START DATA TO USE
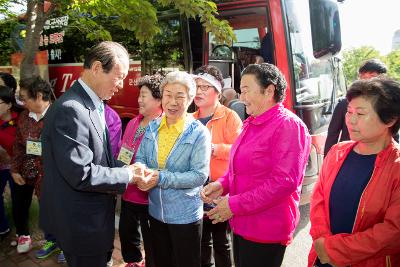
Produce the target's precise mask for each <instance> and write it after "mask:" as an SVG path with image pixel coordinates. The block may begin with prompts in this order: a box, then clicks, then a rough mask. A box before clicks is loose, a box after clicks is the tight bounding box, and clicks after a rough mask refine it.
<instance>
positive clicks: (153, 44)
mask: <svg viewBox="0 0 400 267" xmlns="http://www.w3.org/2000/svg"><path fill="white" fill-rule="evenodd" d="M159 26H160V28H161V32H160V33H159V34H157V36H156V37H155V38H154V41H153V43H152V44H147V45H146V46H145V48H144V49H143V52H142V74H153V73H154V72H156V71H162V72H170V71H174V70H184V68H185V65H184V51H183V41H182V30H181V28H182V27H181V20H180V17H179V16H176V17H172V18H167V19H161V20H160V21H159Z"/></svg>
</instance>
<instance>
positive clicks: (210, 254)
mask: <svg viewBox="0 0 400 267" xmlns="http://www.w3.org/2000/svg"><path fill="white" fill-rule="evenodd" d="M228 229H229V224H228V222H227V221H226V222H222V223H217V224H212V222H211V220H210V219H208V218H207V217H205V218H204V220H203V235H202V238H201V266H202V267H211V266H214V265H213V262H212V251H213V249H214V261H215V267H231V266H232V260H231V246H230V244H229V238H228V235H229V234H228Z"/></svg>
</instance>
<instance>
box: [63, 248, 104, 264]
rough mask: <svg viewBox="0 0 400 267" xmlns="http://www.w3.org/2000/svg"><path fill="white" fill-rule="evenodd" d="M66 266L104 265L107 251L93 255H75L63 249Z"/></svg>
mask: <svg viewBox="0 0 400 267" xmlns="http://www.w3.org/2000/svg"><path fill="white" fill-rule="evenodd" d="M64 257H65V259H66V261H67V264H68V267H92V266H93V267H106V265H107V257H108V256H107V252H106V253H104V254H99V255H94V256H76V255H72V254H69V253H67V252H65V251H64Z"/></svg>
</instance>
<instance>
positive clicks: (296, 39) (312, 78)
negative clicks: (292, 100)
mask: <svg viewBox="0 0 400 267" xmlns="http://www.w3.org/2000/svg"><path fill="white" fill-rule="evenodd" d="M308 5H309V1H308V0H288V1H286V10H287V20H288V25H289V36H290V45H291V52H292V59H293V72H294V80H295V87H296V102H297V104H299V105H304V104H313V103H321V102H328V101H330V100H331V98H332V93H333V88H334V84H333V82H332V81H333V80H334V77H333V75H334V73H335V72H337V71H338V70H336V71H335V64H334V63H333V59H332V58H322V59H316V58H314V55H313V47H312V37H311V24H310V11H309V7H308Z"/></svg>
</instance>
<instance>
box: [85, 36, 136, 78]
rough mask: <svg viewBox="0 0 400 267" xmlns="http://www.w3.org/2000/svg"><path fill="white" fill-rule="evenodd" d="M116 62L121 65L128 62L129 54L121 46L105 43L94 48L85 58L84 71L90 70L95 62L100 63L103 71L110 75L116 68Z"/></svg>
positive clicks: (128, 62) (128, 58)
mask: <svg viewBox="0 0 400 267" xmlns="http://www.w3.org/2000/svg"><path fill="white" fill-rule="evenodd" d="M116 60H119V61H121V63H126V62H128V64H129V53H128V51H127V50H126V49H125V47H123V46H122V45H121V44H119V43H116V42H111V41H103V42H101V43H99V44H97V45H95V46H93V47H92V48H91V49H90V50H89V52H88V53H87V54H86V56H85V60H84V62H83V68H84V69H90V68H91V67H92V64H93V62H95V61H100V63H101V66H102V67H103V71H104V72H105V73H109V72H110V71H111V69H112V68H113V67H114V65H115V63H116Z"/></svg>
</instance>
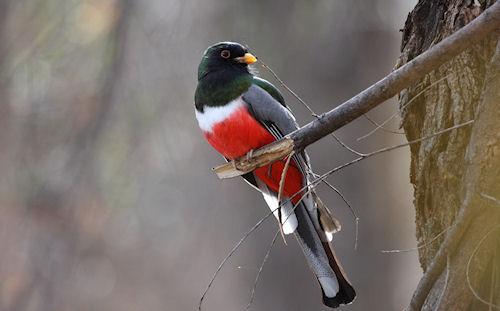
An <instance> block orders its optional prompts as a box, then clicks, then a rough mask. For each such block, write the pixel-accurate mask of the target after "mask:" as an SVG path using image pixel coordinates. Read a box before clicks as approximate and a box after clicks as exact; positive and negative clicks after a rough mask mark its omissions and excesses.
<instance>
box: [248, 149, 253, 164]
mask: <svg viewBox="0 0 500 311" xmlns="http://www.w3.org/2000/svg"><path fill="white" fill-rule="evenodd" d="M252 157H253V149H250V151H248V152H247V155H246V158H247V161H250V159H251V158H252Z"/></svg>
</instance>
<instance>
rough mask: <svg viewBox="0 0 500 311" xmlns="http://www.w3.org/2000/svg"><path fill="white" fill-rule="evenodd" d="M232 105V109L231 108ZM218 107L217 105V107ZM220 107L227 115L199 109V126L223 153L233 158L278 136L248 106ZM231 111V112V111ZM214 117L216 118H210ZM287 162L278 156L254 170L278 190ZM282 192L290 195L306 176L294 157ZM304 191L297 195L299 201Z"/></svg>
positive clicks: (277, 191) (214, 147) (242, 155)
mask: <svg viewBox="0 0 500 311" xmlns="http://www.w3.org/2000/svg"><path fill="white" fill-rule="evenodd" d="M229 108H231V109H229ZM216 109H217V108H216ZM222 109H226V111H217V110H215V109H214V111H217V112H218V113H219V115H220V113H221V112H224V113H227V116H226V117H225V118H221V117H219V116H214V115H210V113H212V112H213V111H206V112H205V113H207V114H206V115H204V114H203V113H198V114H197V118H198V122H199V123H200V128H201V129H202V131H203V134H204V136H205V138H206V140H207V141H208V143H209V144H210V145H211V146H212V147H213V148H214V149H215V150H217V151H218V152H219V153H220V154H222V155H223V156H224V157H226V158H228V159H230V160H233V159H236V158H239V157H241V156H244V155H246V154H247V153H248V152H249V151H250V150H254V149H258V148H260V147H262V146H265V145H267V144H269V143H271V142H273V141H275V140H276V139H275V138H274V136H272V135H271V133H269V132H268V131H267V129H266V128H265V127H263V126H262V125H261V124H260V123H259V122H258V121H257V120H255V119H254V118H253V116H252V115H251V114H250V113H249V112H248V110H247V108H246V106H244V105H239V106H236V105H235V106H233V107H225V108H219V110H222ZM228 112H229V113H228ZM212 120H214V121H215V122H210V121H212ZM284 166H285V160H278V161H276V162H274V163H272V164H270V165H266V166H264V167H260V168H258V169H256V170H255V171H254V174H255V175H256V176H257V177H258V178H260V179H261V180H262V181H264V183H265V184H266V185H267V186H268V187H269V188H270V189H271V190H272V191H274V192H278V191H279V183H280V180H281V175H282V172H283V169H284ZM283 186H284V187H283V196H287V197H291V196H293V195H294V194H295V193H297V192H298V191H300V189H301V188H302V186H303V176H302V174H301V172H300V170H299V169H298V168H297V165H296V164H295V163H294V161H292V162H291V163H290V166H289V168H288V171H287V174H286V178H285V184H284V185H283ZM300 198H301V195H297V196H295V197H294V198H293V199H292V201H293V202H294V203H296V202H297V201H298V200H299V199H300Z"/></svg>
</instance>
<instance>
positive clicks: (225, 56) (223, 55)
mask: <svg viewBox="0 0 500 311" xmlns="http://www.w3.org/2000/svg"><path fill="white" fill-rule="evenodd" d="M220 56H221V57H222V58H229V56H231V53H230V52H229V51H228V50H222V52H220Z"/></svg>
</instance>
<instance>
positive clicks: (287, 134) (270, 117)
mask: <svg viewBox="0 0 500 311" xmlns="http://www.w3.org/2000/svg"><path fill="white" fill-rule="evenodd" d="M243 101H244V102H245V103H247V105H248V108H249V111H250V113H251V114H252V115H253V117H254V118H255V119H256V120H257V121H259V122H260V123H261V124H262V125H264V127H266V129H267V130H268V131H269V132H270V133H271V134H272V135H273V136H274V137H275V138H276V139H280V138H283V137H284V136H285V135H288V134H290V133H292V132H293V131H295V130H297V129H299V125H298V124H297V122H296V121H295V117H294V116H293V115H292V113H291V112H290V110H289V109H287V108H286V107H285V106H283V105H282V104H281V103H279V102H278V101H277V100H276V99H274V98H273V97H272V96H271V95H270V94H269V93H268V92H266V91H265V90H264V89H262V88H261V87H260V86H257V85H252V86H250V88H249V89H248V91H246V92H245V93H243ZM293 159H294V160H295V162H296V164H297V165H298V166H299V168H300V170H301V171H302V174H303V175H304V177H305V178H307V176H309V171H310V168H311V165H310V162H309V157H308V156H307V153H306V152H305V151H302V152H301V154H300V156H299V157H297V156H294V157H293ZM306 166H307V169H306ZM245 179H246V178H245Z"/></svg>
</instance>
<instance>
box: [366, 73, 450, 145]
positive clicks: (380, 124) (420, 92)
mask: <svg viewBox="0 0 500 311" xmlns="http://www.w3.org/2000/svg"><path fill="white" fill-rule="evenodd" d="M451 75H452V74H451V73H450V74H448V75H446V76H444V77H442V78H441V79H439V80H437V81H435V82H433V83H431V84H429V85H428V86H427V87H425V88H424V89H423V90H422V91H420V92H418V93H417V95H415V96H413V97H412V98H411V99H410V100H409V101H408V102H407V103H405V104H404V105H403V106H402V107H401V108H400V109H399V111H396V112H395V113H393V114H392V115H391V116H390V117H389V118H387V119H385V120H384V122H382V123H380V124H379V125H377V126H376V127H375V128H374V129H373V130H371V131H370V132H368V133H367V134H365V135H363V136H361V137H358V138H357V139H356V141H361V140H363V139H365V138H367V137H369V136H371V135H372V134H373V133H375V132H376V131H378V130H379V129H381V128H383V126H384V125H386V124H387V123H388V122H389V121H391V120H392V119H394V118H395V117H396V116H397V115H398V114H399V113H400V111H403V110H404V109H405V108H406V107H408V106H409V105H410V104H411V103H413V102H414V101H415V100H416V99H417V98H419V97H420V95H422V94H424V93H425V92H427V91H428V90H429V89H430V88H431V87H433V86H434V85H436V84H438V83H439V82H441V81H443V80H446V79H447V78H449V77H450V76H451ZM364 116H365V117H366V118H367V119H368V120H370V119H369V118H368V116H367V115H366V114H365V115H364ZM373 122H374V123H375V124H376V122H375V121H373ZM403 134H404V133H403Z"/></svg>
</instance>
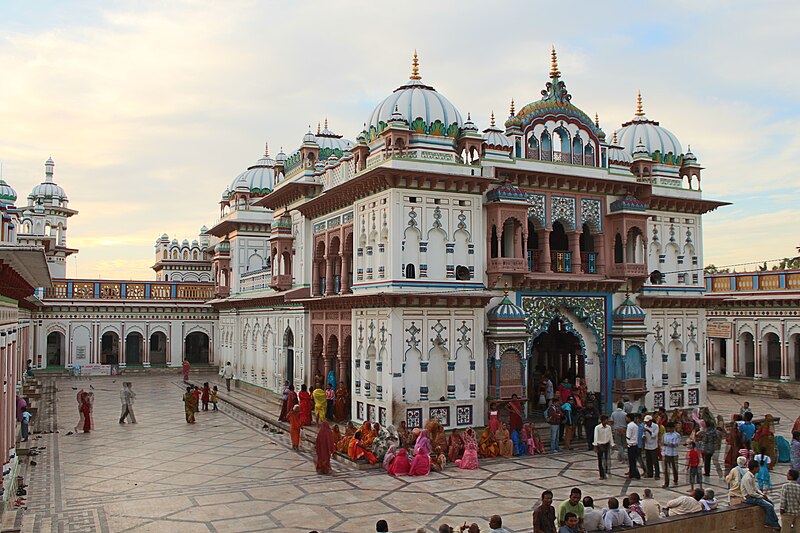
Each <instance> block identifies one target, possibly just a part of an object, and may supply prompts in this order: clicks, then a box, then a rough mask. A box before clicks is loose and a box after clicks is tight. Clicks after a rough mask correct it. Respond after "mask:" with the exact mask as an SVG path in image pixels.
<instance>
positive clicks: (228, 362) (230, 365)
mask: <svg viewBox="0 0 800 533" xmlns="http://www.w3.org/2000/svg"><path fill="white" fill-rule="evenodd" d="M222 377H223V378H225V387H226V388H227V389H228V392H230V391H231V380H232V379H233V367H232V366H231V362H230V361H228V362H227V363H225V367H224V368H223V369H222Z"/></svg>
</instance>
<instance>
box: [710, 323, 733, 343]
END DATA TO USE
**ASSIGNED TASK**
Work out how many lines in the records include "exact". Only the number should be given.

**RESPONSE BOX**
2